[Start of PAGE]

Special Agent Cooper’s review published on Letterboxd:
~ Remember, this gun is pointed right at your heart.
~~ That is my least vulnerable spot.
Casablanca succeeds as a classic due to a variety of factors: a memorable score and setting, uniformly strong performances, significant lead character development (especially for an average length film), a sharp and quotable script, and of course, the iconic ending scene. Michael Curtiz's film won the 1944 Best Picture Oscar, overachieving expectations, and has never looked back to this day in holding prominence and a reputation as a classic romantic drama.

[End of PAGE]
[Start of DATA BLOCK]

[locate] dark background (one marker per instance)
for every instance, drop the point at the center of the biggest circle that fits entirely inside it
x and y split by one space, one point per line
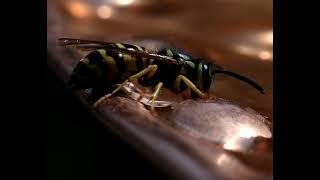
80 147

[End of DATA BLOCK]

Continue the Casablanca review from its last sentence, keeping the same voice.

Most of you know the story, but in a couple sentences: It's a movie about a lonely and cynical, scorned ex-lover operating a bar in Casablanca, a place in Morocco occupied by the French, in which fleeing European refugees often converged in hopes of obtaining the means to escape to America during WWII. The bar owner Rick (Humphrey Bogart) faces a moral dilemma when a former love affair (Ingrid Bergman) returns with a husband and needs safe passage, to which he ends up holding the key. Rick, who strongly prides himself as a political neutral, has become an isolationist of sorts in almost every way since his heart was broken those years ago, but despite his grouchy nature, he still finds himself in this respected position, right in the heart of this charged political landscape. Without getting into endgame details, Rick's character experiences some of the best development work that I've seen in an average length film. He's a bit of an antihero from the start, showing signs of a good heart, but hidden under a somewhat unlikable nature. He's placed into a unique situation and it's interesting as a viewer to see the steps of his inner journey and anguish.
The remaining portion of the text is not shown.